== Page excerpt ==
On the go: The Pensions Regulator has updated its Covid-19 guidance for trustees, highlighting that the pandemic “is placing huge pressures on the administration of pension schemes”.

The watchdog urged pension professionals to “work flexibly” with administrators, with the goal of supporting them in “delivering core functions”.

This could include trustees agreeing to make changes in operating procedures, such as making changes to payments that are normally made by cheque.

Schemes should also allow electronic signatures and documents, and encourage other third-party providers, such as fund managers, to do the same since the government has endorsed such practices, TPR stated.

Trustees should also hold higher than usual amounts in bank accounts, which will ensure payments can be made, even if there is a delay in disinvestment processes.

Overall, scheme professionals should “be vigilant and make sure members are not rushed into any financial decisions”, the regulator stated.

On Wednesday, TPR, the Financial Conduct Authority, and the Money and Pensions Service issued a warning that rising levels of vulnerability caused by the Covid-19 lockdown could see more savers targeted by scammers.

Finally, trustees, scheme managers and administrators have been advised to contact the watchdog if they believe they will be unable to pay members’ benefits on time.

“We are reviewing our reporting requirements and will be issuing further advice on this shortly,” it added.

== Data section ==

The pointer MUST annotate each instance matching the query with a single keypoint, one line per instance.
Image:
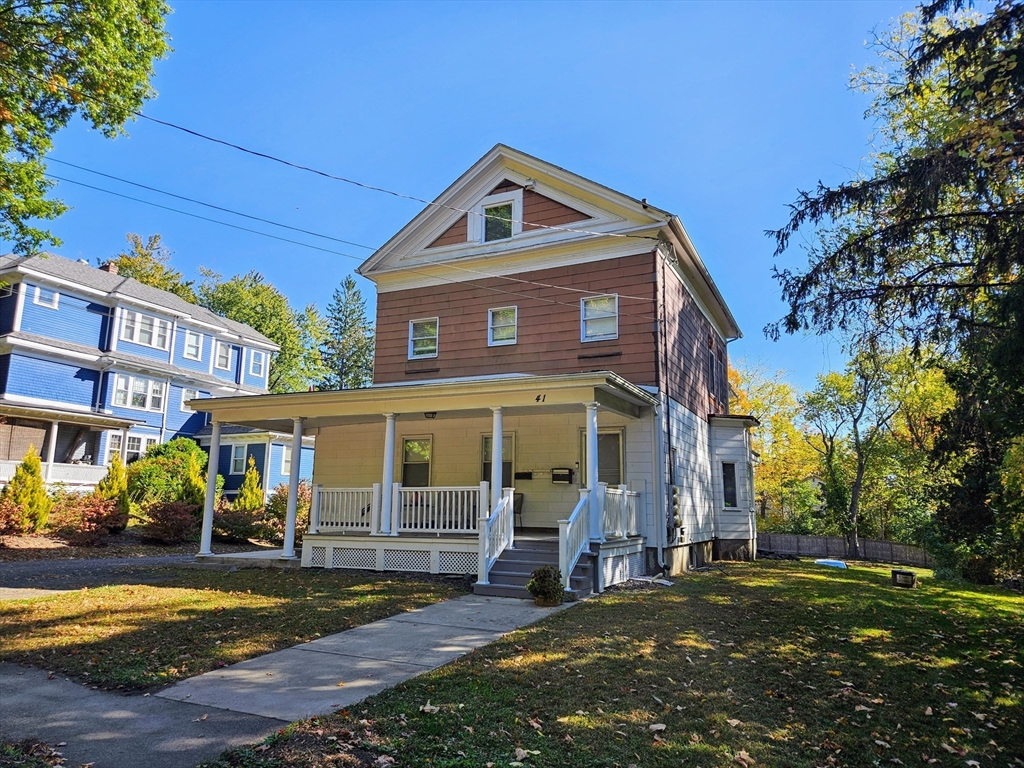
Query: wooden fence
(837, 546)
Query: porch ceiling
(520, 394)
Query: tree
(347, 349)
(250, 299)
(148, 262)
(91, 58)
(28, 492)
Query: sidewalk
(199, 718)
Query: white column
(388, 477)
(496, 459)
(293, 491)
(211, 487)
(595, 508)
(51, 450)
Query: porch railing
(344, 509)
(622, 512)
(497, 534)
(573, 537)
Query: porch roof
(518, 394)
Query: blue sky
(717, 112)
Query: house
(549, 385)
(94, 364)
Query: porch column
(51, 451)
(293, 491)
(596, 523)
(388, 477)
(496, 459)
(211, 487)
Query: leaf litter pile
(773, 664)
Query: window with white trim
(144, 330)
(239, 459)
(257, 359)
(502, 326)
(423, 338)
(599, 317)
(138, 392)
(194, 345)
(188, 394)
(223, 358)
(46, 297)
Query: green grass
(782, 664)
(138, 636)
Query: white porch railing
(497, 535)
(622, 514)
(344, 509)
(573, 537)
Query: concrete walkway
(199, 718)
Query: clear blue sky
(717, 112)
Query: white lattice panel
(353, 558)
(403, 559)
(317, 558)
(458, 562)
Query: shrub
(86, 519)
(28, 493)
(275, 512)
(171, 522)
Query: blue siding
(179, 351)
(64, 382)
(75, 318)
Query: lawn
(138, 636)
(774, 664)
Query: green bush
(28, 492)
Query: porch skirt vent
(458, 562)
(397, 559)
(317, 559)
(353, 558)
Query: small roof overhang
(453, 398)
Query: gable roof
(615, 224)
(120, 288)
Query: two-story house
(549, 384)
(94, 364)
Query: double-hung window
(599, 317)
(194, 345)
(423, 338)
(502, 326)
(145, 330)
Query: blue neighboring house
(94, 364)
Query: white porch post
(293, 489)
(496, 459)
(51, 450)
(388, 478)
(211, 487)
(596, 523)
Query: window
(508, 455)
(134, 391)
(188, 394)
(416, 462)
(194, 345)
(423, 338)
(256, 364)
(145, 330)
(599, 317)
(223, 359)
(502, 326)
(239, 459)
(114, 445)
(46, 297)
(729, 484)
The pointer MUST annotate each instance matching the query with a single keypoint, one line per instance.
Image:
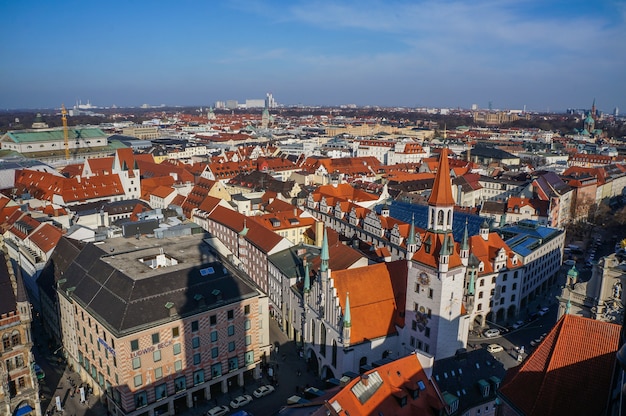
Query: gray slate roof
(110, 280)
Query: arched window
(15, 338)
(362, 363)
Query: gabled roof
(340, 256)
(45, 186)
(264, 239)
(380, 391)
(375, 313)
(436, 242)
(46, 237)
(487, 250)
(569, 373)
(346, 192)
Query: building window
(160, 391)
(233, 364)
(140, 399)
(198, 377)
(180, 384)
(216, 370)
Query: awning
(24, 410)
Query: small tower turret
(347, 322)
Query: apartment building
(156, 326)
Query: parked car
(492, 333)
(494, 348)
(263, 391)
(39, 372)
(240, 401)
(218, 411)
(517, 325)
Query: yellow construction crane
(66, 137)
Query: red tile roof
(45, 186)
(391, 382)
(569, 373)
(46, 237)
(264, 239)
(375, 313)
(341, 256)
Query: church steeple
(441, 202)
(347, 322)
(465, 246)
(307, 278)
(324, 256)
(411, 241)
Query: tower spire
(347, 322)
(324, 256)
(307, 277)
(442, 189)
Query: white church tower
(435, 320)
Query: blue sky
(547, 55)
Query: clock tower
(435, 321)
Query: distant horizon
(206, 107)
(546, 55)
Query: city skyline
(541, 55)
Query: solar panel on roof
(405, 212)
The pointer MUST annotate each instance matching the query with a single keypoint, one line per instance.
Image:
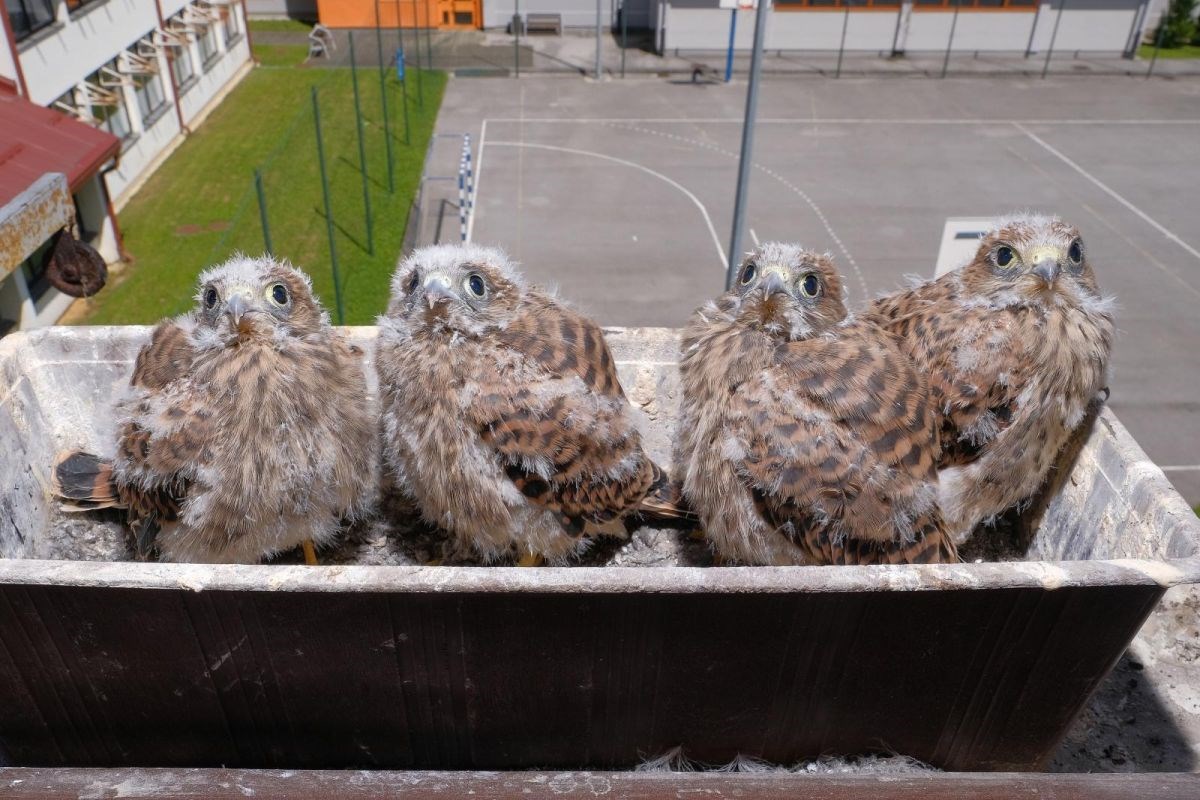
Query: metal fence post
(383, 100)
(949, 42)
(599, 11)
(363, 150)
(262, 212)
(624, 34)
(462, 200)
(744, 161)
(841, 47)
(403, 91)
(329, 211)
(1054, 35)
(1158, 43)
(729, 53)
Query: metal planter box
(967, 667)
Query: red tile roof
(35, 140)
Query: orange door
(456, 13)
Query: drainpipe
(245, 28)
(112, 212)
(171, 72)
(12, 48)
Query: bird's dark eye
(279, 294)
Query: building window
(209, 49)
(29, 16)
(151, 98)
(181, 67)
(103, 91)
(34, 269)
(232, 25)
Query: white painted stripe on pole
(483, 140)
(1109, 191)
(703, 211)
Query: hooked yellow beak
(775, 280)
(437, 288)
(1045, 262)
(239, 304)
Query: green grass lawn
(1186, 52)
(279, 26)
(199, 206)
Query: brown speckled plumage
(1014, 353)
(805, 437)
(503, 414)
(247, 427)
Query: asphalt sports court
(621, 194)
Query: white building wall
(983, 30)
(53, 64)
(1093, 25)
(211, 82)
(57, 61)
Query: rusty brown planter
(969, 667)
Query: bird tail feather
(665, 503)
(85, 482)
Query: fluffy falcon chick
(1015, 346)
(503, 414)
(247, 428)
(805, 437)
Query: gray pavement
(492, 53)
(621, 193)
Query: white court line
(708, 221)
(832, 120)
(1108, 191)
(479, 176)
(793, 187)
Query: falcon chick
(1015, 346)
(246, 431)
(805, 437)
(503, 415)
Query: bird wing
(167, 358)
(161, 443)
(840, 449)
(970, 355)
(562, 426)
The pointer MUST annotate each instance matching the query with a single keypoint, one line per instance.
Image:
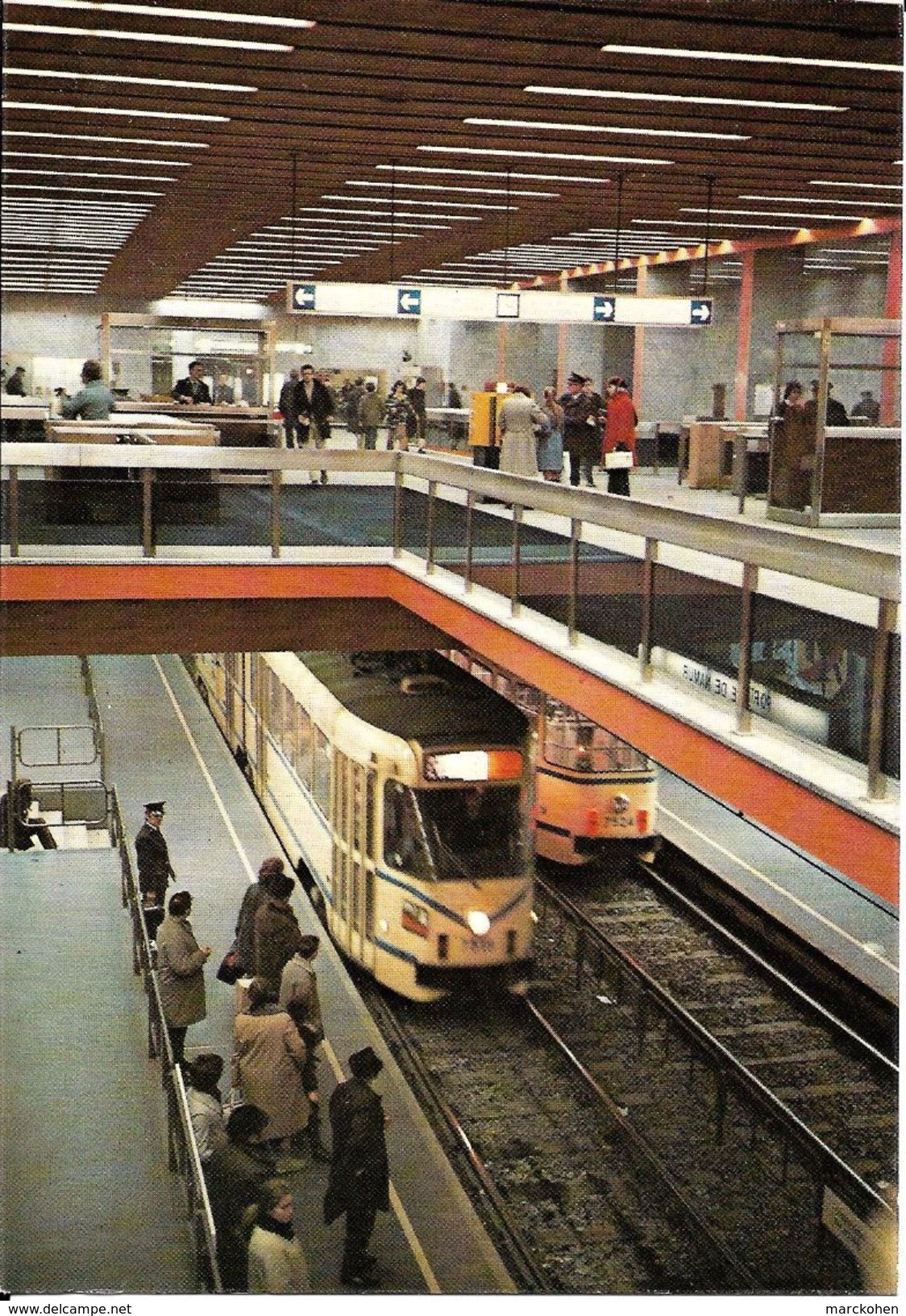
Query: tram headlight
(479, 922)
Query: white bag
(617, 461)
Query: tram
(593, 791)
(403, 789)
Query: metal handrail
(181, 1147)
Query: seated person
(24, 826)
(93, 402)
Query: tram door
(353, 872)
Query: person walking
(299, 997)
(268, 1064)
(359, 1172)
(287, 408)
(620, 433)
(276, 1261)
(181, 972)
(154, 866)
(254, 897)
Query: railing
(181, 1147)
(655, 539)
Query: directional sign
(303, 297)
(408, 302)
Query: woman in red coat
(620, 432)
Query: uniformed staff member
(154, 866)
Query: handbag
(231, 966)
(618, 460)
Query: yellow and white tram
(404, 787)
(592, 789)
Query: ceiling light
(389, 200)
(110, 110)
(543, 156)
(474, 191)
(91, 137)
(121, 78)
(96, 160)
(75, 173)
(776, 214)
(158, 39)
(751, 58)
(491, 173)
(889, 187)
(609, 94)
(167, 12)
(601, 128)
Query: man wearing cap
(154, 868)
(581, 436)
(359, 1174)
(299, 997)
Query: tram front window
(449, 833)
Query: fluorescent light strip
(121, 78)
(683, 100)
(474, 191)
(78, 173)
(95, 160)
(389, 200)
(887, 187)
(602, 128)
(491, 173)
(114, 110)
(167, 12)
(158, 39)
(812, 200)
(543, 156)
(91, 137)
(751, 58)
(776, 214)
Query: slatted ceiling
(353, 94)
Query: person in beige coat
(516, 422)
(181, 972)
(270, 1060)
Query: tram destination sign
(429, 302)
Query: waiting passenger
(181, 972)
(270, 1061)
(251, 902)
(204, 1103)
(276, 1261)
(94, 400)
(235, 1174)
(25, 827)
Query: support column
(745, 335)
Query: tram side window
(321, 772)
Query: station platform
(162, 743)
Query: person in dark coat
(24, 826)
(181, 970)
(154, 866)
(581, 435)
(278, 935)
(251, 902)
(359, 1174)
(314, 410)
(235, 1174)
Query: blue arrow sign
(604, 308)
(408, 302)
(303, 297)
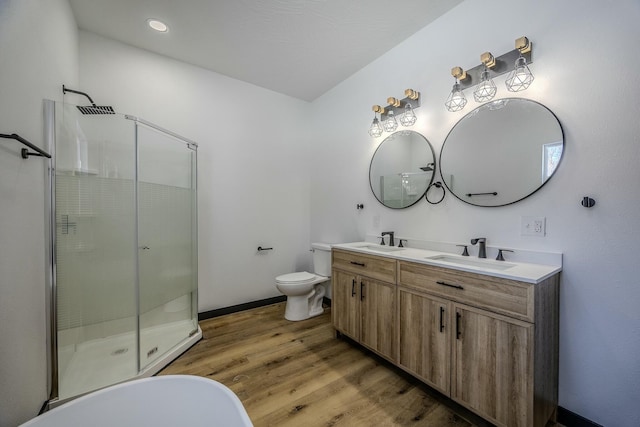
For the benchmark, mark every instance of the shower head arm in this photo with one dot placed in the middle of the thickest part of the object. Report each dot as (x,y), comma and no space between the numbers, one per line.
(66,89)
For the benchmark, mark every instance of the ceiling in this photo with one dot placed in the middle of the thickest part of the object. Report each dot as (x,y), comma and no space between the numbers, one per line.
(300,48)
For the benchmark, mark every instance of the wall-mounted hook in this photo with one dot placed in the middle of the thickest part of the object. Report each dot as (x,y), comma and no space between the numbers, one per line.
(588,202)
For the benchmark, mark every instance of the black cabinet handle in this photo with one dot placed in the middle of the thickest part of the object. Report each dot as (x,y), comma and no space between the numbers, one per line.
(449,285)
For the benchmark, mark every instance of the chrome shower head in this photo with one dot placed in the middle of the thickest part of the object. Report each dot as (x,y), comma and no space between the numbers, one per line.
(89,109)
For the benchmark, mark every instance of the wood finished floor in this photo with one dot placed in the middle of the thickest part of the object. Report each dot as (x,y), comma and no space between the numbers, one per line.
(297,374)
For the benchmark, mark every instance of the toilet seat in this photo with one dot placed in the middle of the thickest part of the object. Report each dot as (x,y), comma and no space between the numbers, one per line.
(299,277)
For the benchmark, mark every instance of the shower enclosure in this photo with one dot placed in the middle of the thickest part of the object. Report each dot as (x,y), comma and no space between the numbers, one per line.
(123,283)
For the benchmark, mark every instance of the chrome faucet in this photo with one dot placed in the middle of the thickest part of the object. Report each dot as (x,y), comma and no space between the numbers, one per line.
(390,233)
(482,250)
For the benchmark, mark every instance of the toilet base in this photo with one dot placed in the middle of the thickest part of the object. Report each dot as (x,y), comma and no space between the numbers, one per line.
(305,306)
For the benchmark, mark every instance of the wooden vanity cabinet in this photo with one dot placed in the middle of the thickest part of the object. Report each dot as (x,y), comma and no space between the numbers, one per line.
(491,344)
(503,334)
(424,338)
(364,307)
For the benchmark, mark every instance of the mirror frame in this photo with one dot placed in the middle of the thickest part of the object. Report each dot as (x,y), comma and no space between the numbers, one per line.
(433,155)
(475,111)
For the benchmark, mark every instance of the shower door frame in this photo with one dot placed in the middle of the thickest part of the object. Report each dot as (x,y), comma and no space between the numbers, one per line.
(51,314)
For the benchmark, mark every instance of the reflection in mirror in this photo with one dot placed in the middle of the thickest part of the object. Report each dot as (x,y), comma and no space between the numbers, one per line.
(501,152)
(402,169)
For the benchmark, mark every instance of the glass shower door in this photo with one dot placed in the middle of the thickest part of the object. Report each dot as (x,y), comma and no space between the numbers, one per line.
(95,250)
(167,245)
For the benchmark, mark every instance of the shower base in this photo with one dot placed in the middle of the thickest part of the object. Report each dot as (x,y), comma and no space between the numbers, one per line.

== Work to be completed ==
Translate this sentence from the pension news item into Spanish: "Trustees should also hold higher than usual amounts in bank accounts, which will ensure payments can be made, even if there is a delay in disinvestment processes."

== Final answer ==
Los fideicomisarios también deberían mantener en sus cuentas bancarias cantidades superiores a las habituales, lo que garantizará que se puedan efectuar los pagos, incluso si hay un retraso en los procesos de desinversión.